═══ Passage for review ═══
Is your business at risk from underinsurance?
A recent article, written by Aviva, one of our insurer partners has highlighted some startling figures on commercial insurance among SMEs in the UK. Whilst your insurance may not be held by Aviva, the risks identified are likely to be reflected across many businesses and could be relevant to you.
You might not be aware, but underinsurance is often seen amongst small to medium sized businesses, and the pandemic has only intensified the threat. The reason for this is that to ensure long term survival, many businesses made changes to their operating models, which have not been reflected in their insurance cover.
According to Aviva’s data¹, only 20% of SMEs had their policies changed in line with their new business models. This could mean that in the event of a claim, they may not receive the appropriate level of cover they now require, putting their business at unnecessary risk.
They also noted that one in four SMEs had not made a material change to at least one Sum Insured in the last four years. The Sum Insured is the maximum amount of money that your insurance company could to pay out in the event of a covered loss. With costs increasing in the construction industry, in raw materials as well as labour, checking your building sum insured is a great place to start.
Further, they identified that 40% of clients with Business Interruption insurance did not have an adequately set indemnity period. This is the maximum length of time your insurance company is obligated to make payments to cover the losses insured under the policy. When the maximum indemnity period has been reached, then claim payments will cease.
═══ Material shown ═══
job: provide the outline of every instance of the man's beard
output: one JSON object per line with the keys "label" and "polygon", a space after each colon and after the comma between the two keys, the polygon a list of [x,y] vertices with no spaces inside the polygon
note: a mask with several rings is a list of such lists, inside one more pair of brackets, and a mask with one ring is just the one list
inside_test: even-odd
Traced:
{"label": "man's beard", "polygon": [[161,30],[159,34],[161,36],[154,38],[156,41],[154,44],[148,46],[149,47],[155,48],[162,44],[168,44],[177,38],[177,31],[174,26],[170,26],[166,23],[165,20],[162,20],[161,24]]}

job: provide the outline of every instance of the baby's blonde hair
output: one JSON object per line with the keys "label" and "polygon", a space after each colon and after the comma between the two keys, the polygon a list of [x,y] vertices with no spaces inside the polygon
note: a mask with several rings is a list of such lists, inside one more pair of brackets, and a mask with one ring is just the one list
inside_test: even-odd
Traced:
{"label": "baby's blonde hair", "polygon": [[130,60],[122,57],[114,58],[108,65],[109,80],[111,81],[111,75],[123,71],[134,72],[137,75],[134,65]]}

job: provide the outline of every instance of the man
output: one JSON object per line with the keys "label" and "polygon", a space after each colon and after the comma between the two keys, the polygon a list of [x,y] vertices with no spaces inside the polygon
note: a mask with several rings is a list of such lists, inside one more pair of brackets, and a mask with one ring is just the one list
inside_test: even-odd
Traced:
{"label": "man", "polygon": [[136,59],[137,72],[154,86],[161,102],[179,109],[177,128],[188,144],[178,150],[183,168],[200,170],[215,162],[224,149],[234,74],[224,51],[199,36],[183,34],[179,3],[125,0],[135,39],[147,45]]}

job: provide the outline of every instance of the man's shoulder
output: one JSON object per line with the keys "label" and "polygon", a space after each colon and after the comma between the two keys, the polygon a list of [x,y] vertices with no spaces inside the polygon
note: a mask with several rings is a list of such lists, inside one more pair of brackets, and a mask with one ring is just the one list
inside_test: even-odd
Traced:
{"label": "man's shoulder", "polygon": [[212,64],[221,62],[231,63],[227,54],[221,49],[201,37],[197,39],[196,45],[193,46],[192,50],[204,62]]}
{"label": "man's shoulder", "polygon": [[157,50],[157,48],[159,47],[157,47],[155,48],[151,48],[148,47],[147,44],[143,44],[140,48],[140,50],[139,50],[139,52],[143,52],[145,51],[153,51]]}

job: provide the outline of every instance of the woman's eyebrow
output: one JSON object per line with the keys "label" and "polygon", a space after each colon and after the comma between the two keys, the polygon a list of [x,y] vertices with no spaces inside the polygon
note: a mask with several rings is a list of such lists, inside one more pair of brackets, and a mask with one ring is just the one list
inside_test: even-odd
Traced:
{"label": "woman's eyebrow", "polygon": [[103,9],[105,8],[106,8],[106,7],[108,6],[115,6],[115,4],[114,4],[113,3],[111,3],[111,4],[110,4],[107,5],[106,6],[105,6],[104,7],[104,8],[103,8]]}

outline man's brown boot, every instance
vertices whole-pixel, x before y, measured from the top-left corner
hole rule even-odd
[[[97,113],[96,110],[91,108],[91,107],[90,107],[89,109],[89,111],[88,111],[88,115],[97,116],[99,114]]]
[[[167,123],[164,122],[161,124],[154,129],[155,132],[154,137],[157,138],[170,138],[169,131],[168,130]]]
═══
═══ Material shown ═══
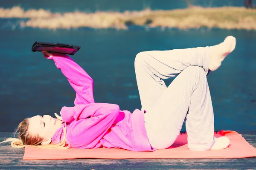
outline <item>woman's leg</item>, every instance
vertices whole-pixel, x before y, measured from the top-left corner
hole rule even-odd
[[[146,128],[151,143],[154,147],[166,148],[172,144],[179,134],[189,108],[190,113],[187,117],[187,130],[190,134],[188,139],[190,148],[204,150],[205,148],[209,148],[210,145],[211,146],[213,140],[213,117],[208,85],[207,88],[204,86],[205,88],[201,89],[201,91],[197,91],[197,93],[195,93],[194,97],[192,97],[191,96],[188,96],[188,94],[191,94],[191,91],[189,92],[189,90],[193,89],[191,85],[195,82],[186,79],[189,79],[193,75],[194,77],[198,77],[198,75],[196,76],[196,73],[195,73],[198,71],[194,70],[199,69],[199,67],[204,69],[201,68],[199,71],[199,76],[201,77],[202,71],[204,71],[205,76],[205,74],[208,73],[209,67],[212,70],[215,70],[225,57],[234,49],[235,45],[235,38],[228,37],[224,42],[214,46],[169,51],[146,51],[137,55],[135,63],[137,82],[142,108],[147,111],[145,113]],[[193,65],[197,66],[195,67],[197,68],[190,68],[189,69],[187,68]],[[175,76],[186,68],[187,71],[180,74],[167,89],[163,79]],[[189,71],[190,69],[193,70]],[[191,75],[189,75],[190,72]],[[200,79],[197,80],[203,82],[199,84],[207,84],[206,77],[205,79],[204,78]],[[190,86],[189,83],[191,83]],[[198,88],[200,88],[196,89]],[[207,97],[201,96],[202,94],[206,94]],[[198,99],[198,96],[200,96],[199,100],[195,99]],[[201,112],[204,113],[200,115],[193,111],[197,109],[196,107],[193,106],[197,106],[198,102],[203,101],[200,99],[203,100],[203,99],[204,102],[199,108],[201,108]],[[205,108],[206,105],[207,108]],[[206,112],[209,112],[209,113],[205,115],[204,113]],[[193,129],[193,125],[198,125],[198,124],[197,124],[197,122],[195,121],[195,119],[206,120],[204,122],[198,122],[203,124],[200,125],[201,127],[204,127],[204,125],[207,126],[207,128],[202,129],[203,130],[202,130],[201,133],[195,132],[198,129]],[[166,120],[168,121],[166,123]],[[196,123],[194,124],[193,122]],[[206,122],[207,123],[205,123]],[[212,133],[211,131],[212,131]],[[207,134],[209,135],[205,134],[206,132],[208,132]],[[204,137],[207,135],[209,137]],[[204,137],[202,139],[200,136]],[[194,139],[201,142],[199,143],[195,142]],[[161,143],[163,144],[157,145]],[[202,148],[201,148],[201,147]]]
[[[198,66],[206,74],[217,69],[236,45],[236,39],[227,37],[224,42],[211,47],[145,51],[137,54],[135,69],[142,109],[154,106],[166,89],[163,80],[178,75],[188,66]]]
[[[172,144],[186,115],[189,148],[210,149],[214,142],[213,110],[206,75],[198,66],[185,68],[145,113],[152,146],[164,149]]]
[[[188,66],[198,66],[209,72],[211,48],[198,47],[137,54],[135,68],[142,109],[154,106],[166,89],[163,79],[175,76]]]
═══
- _Task details_
In one to three sentences, explain why the article on underinsurance says the pandemic has intensified the threat of underinsurance for small to medium sized businesses. Draw only on the article on underinsurance when responding.

- _The completed task_
To ensure long-term survival, many businesses changed their operating models, but those changes have not been reflected in their insurance cover. According to Aviva's data, only 20% of SMEs had their policies changed in line with their new business models. As a result, they may not receive the level of cover they now require if they make a claim.